EXERCISE OBJECTIVE
Please count the lines in the records below that contain the string "then", matching case exactly, and give only the number.

------------------------------------------------------------

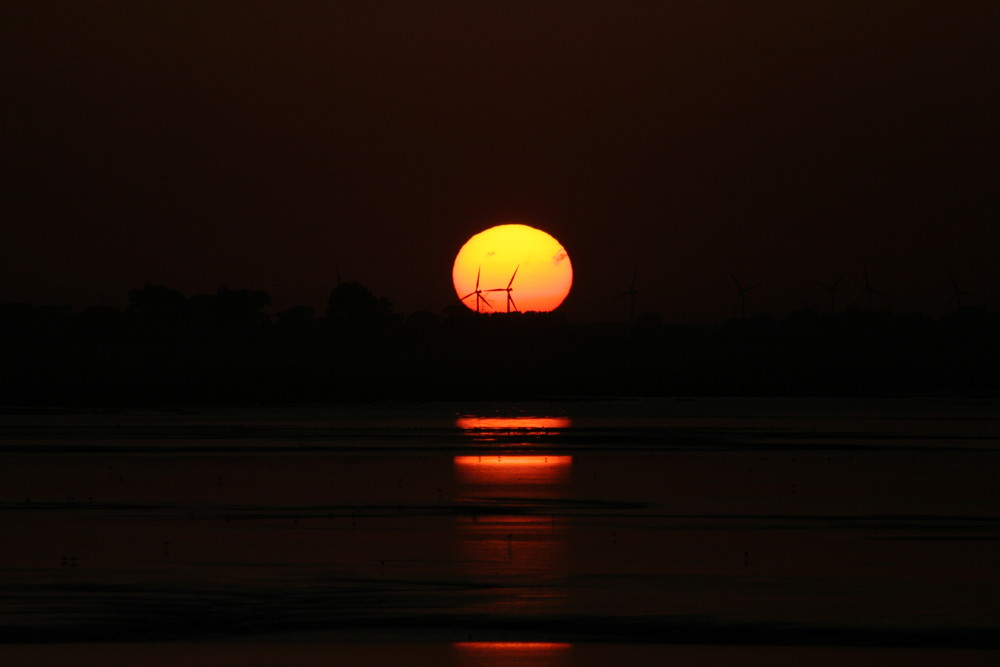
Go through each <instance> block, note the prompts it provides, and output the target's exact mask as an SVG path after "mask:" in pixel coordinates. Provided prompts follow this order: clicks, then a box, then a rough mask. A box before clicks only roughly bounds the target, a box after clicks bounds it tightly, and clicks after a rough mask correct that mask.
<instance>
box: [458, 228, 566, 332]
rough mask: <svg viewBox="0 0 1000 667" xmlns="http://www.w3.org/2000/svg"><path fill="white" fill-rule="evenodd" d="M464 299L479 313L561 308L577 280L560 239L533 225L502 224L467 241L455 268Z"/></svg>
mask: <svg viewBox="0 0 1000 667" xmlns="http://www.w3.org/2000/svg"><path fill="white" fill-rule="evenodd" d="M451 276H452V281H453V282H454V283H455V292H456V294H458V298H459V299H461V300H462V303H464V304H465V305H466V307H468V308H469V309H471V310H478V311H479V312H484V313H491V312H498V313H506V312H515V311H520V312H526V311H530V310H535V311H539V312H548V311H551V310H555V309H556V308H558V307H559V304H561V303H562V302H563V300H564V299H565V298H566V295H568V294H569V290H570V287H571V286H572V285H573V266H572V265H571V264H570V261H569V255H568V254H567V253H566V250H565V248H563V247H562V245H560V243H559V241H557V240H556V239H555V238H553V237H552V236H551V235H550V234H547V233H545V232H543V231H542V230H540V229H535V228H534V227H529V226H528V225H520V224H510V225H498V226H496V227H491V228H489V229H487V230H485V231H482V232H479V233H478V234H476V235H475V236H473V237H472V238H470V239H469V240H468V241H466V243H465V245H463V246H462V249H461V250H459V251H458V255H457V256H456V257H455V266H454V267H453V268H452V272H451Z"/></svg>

------------------------------------------------------------

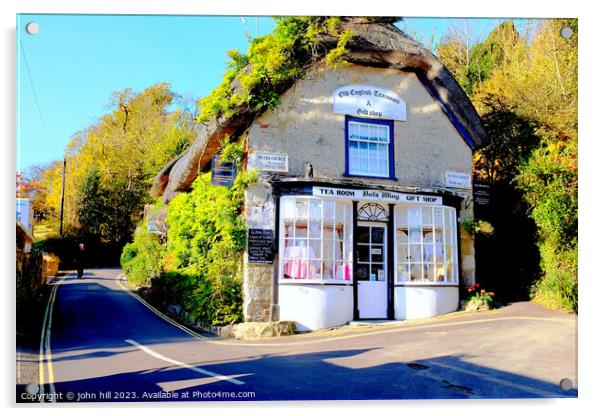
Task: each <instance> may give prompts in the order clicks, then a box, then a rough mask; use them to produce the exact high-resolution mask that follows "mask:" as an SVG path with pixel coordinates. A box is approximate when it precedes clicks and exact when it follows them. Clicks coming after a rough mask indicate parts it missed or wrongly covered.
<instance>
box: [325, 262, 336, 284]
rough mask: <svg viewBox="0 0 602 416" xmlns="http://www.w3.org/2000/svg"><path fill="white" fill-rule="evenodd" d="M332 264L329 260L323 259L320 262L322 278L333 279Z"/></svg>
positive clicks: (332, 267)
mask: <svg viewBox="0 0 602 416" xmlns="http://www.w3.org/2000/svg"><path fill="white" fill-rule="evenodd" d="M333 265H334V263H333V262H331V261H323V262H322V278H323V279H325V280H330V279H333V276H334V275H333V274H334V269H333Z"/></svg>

------------------------------------------------------------

RESPONSE TO THE EXERCISE
2